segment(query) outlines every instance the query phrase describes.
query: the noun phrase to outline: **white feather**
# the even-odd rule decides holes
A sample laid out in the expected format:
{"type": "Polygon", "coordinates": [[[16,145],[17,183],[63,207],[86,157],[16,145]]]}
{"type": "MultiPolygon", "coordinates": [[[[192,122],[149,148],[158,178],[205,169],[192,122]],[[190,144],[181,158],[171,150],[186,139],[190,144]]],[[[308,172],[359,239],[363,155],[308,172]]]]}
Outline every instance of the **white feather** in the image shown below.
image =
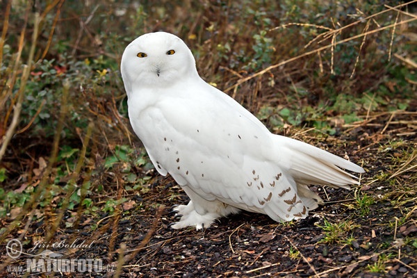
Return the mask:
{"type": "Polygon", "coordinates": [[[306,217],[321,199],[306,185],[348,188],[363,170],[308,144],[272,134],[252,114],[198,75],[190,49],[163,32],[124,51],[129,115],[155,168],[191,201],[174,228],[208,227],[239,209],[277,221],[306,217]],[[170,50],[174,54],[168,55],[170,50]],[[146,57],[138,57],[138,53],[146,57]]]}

────────

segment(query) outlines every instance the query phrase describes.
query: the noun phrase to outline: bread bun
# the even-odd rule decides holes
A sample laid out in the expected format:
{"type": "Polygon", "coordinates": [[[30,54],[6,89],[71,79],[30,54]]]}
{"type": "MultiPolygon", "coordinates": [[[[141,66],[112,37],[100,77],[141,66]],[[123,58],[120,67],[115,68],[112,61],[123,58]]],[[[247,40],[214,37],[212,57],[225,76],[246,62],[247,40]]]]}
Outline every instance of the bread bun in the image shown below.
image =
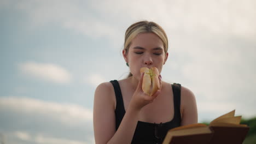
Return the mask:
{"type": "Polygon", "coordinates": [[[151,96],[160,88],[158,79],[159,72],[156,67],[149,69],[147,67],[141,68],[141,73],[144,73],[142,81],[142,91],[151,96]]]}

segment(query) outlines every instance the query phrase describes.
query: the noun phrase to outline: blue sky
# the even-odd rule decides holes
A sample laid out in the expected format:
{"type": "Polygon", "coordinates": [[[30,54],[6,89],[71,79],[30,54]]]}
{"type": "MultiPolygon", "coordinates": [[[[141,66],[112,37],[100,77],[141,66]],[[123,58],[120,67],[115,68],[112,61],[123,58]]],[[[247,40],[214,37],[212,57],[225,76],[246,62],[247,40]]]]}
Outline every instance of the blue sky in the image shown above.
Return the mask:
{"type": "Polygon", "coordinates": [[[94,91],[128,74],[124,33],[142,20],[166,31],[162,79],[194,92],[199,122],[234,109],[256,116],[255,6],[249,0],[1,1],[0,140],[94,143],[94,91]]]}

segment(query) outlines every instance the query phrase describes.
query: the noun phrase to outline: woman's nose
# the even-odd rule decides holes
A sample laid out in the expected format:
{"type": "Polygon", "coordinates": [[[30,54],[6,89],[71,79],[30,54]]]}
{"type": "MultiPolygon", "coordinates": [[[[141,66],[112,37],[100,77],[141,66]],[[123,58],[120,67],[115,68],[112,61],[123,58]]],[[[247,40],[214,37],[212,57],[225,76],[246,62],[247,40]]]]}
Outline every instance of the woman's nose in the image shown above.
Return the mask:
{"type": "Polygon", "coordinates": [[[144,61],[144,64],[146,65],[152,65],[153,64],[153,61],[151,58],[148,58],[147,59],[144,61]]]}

────────

▶ [Task details] List each line of the material above that contains the word "image".

▶ [Complete answer]
Outline every instance of the **white feather** in the image shown below.
image =
Outline every instance of the bread bun in the image shown below.
image =
Outline every instance of the blue sky in the image shown above.
Outline every instance of the woman's nose in the image shown above.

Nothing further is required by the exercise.